
nous montons ce soir en 1e ligne mais je ne sais pas comment cela va se passer, c’est épouvantable. Je donnerais cher pour être loin d’ici. Enfin espérons quand même. Adieu, et une foule de baisers de ton fils qui te chérit. Gaston Biron, 29 ans, interprète. Chers parents, Il y a beaucoup de poilus qui se font évacuer encore aujourd’hui pour pieds gelés. Quant aux miens, ils ne veulent pas geler malheureusement car je voudrais bien une évacuation aussi. Votre fils dévoué, Auxence Guizart est mobilisé avec ses frères Etienne et Alfred. Seul Etienne reviendra vivant. Je soussigné Leymarie Léonard, soldat de 2e classe, né à Seillac (Corrèze).Le Conseil de Guerre me condamne à la peine de mort pour mutilation volontaire et je déclare formellement que je suis innocent. Je suis blessé ou par la mitraille ennemie, ou par mon fusil mais accidentellement, mais non volontairement. Je prouverai que j’ai fait mon devoir. Léonard Leymarie, fusillé à Vingré Printemps Ma bien chérie, J’ai reçu ton télégramme. Que je suis content et inquiet ! Comment vas-tu chérie, comment va notre fillette ? (...) Comment l’appelles-tu ? Fais-moi vite savoir son nom. Qu’il me tarde de la voir, que je suis impatient de revenir. Mais mon retour est encore bien loin, plusieurs mois certainement… Martin Guillaumont, instituteur, reviendra de la guerre blessé. Etés A mon petit Armand, Tu es encore bien jeune et ne peux comprendre ce qui se passe en ce moment : la guerre, ses horreurs, ses souffrances. Cette carte sera un souvenir de ton père, et il souhaite qu’à l’avenir les hommes soient meilleurs, et que semblable chose ne puisse plus arriver. Que jamais tu n’aies besoin, et sois forcé de mener la vie que je subis en ce moment en compagnie de beaucoup de papas qui ont laissé, comme moi, de petits anges chez eux. Joseph Thomas, agriculteur. Cette lettre est adressée à son fils âgé de 15 mois. Dernier automne Ma chère bien aimée pour la vie, Tout est fini ; la paix est signée - on ne tue plus - le clairon sonne le cessez-le-feu. Je suis à Omont dans les Ardennes. Je suis maintenant hors de danger. Ne peux écrire plus longuement aujourd’hui. Meilleur douce caresse à vous tous. A toi bon baiser et à bientôt. Achille Marius Maillet, fils d’ouvriers en textile, il deviendra restaurateur à Montpellier.

____________

**CONSIGNE**
D'après le texte source, quel âge a le fils à qui Joseph Thomas adresse sa lettre ? Répondez en une phrase, s'il vous plaît.

____________

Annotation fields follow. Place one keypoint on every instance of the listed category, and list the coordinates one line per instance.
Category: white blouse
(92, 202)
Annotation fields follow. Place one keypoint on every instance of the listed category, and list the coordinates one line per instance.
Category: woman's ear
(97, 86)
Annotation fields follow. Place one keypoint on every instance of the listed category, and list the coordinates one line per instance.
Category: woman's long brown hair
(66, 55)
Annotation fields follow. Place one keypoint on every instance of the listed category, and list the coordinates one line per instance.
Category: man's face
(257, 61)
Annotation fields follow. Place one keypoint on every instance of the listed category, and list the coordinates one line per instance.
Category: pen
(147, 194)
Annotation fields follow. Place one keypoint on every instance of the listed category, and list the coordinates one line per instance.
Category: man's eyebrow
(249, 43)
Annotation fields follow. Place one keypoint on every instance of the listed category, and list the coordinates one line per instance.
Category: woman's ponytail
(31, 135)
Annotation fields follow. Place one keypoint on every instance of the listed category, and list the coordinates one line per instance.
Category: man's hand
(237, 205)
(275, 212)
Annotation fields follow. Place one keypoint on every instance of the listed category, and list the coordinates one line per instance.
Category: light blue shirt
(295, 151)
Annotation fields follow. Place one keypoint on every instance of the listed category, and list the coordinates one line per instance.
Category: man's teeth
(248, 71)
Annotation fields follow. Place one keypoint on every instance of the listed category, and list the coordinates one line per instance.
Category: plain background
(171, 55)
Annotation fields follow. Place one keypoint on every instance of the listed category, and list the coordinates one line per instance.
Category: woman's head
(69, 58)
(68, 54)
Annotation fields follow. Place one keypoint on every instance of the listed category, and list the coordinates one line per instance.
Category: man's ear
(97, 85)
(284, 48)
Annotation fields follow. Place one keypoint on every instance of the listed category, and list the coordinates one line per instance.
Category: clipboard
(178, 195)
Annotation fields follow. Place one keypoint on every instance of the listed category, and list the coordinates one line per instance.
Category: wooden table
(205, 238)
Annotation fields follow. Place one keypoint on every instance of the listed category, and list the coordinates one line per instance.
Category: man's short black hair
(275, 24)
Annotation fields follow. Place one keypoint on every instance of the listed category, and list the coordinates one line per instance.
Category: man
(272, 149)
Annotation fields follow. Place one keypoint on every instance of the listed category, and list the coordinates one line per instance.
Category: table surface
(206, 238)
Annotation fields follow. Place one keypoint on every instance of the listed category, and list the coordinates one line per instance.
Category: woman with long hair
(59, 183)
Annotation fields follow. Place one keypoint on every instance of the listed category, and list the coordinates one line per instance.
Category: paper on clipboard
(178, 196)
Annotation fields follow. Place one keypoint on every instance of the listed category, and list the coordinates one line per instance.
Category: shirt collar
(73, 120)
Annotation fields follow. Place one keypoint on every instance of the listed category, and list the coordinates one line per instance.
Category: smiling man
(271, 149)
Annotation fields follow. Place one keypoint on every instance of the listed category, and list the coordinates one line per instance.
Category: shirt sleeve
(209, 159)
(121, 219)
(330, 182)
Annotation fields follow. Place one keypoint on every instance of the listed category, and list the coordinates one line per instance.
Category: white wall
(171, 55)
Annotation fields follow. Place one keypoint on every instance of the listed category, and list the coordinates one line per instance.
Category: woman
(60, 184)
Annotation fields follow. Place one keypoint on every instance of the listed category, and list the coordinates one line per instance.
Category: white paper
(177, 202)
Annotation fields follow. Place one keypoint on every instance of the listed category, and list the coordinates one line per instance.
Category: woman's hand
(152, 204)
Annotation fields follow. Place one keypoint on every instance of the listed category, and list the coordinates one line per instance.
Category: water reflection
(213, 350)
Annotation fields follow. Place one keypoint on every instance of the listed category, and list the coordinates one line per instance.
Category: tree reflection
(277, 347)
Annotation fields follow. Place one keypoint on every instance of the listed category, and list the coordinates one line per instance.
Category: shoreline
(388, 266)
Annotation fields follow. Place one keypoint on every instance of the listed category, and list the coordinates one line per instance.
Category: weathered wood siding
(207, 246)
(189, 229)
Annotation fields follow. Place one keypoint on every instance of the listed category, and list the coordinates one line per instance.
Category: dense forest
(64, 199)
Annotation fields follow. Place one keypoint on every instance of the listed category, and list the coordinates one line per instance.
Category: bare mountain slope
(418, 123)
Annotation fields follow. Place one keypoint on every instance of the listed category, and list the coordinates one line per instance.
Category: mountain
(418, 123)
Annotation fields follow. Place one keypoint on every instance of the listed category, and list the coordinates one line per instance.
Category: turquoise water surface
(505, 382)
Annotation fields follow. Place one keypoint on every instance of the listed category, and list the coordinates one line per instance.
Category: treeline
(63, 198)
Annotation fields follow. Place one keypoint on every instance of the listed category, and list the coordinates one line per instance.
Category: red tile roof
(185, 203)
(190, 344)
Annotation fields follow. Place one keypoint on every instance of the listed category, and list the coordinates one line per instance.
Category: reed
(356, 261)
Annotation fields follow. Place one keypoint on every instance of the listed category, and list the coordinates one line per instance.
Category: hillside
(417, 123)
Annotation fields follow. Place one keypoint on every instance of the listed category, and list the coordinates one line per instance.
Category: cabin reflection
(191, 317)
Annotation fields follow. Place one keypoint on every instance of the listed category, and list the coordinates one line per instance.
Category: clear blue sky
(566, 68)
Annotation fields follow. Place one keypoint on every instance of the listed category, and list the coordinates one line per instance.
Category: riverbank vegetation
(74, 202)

____________

**RÉPONSE**
Il est âgé de 15 mois.